REQUEST:
Convert all of the records below into a numbered list with one item per line, and leave out blank lines.
—————
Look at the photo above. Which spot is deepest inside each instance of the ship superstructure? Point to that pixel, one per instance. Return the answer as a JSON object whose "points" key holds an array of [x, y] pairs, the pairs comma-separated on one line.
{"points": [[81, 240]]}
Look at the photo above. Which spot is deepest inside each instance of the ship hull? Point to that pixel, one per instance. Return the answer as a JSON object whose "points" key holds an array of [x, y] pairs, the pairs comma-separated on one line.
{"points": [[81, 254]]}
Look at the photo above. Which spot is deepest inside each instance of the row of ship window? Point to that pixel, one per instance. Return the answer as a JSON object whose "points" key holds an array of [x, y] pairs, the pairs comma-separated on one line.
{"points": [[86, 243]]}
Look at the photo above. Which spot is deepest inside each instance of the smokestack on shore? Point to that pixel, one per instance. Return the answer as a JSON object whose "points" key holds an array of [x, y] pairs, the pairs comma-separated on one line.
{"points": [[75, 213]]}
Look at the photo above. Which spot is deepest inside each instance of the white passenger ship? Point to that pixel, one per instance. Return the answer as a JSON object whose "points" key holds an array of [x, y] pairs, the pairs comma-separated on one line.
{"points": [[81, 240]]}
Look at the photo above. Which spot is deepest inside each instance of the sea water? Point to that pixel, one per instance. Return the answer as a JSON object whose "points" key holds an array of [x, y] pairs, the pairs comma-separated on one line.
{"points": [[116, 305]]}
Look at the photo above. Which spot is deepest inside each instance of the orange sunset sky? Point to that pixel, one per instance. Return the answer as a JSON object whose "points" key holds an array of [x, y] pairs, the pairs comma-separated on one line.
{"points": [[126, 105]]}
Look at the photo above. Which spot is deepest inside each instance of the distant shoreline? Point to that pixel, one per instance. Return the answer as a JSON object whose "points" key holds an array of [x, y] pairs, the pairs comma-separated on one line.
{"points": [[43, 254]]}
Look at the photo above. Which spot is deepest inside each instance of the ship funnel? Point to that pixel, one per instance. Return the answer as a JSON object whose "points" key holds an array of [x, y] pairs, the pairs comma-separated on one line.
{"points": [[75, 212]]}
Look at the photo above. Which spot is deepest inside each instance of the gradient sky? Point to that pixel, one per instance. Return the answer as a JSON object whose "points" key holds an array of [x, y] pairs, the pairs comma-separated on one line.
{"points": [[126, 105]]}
—————
RESPONSE TO THE EXERCISE:
1. Look at the photo above. Which spot is deepest inside each instance of the ship superstructure? Point to that pixel, one per instance. Return the answer as a JSON object whose "points" key holds an array of [x, y] pairs, the pairs comma-separated on one line.
2. {"points": [[81, 240]]}
3. Look at the photo above. Which spot is deepest inside each instance of the ship hull? Point to that pixel, one per instance. Return the answer as a JSON object whose "points" key holds an array of [x, y] pairs, the pairs comma-separated on one line.
4. {"points": [[81, 254]]}
5. Look at the photo above. Which spot is deepest inside each instance of the row of ship window? Point to that pixel, one per instance. Return the answer as a JSON object whose "points" key holds an array of [x, y] pairs, the pairs comma-separated on one line.
6. {"points": [[86, 243]]}
7. Look at the photo above. Which spot is deepest inside each instance of the smokestack on shore? Point to that pixel, one per instance. Return the answer as a JSON object whose "points" key holds an array of [x, y] pairs, the pairs comma-separated on one line.
8. {"points": [[75, 213]]}
9. Look at the photo above. Which spot is deepest inside each instance of the white passenger ship? Point to that pixel, one per instance. Return the answer as a JSON object whose "points" key holds an array of [x, y] pairs, the pairs comma-separated on one line.
10. {"points": [[81, 240]]}
11. Look at the photo above. Which spot is deepest inside each instance of the sea water? Point to that pixel, one per instance. Return the answer as a JSON object whose "points" key holds an array of [x, y] pairs, the pairs comma-separated on one line.
12. {"points": [[116, 305]]}
13. Look at the photo above. Which spot is deepest inside each instance of the orange sunset sky? Point to that pixel, one per instance. Return the answer as a JSON object whose "points" key holds an array of [x, y] pairs, the pairs comma-separated on one line.
14. {"points": [[126, 105]]}
15. Look at the photo above. Which spot is deepest inside each instance of the distant shoreline? Point to that pixel, one per instance. Return the answer as a JSON object whose "points" key holds an array of [x, y] pairs, the pairs comma-separated on one line.
16. {"points": [[43, 254]]}
17. Look at the photo above. Which spot is deepest inside each instance of the ship funnel? Point to that pixel, one per instance. Return the answer as a JSON object whose "points" key holds an array of [x, y] pairs, the pairs comma-separated on one line.
18. {"points": [[75, 212]]}
19. Look at the photo above. Which spot is deepest inside each instance of the gradient sky? Point to that pixel, one per instance. Return the answer as a JSON object whose "points" key holds an array of [x, y] pairs, the pairs comma-separated on one line.
20. {"points": [[126, 105]]}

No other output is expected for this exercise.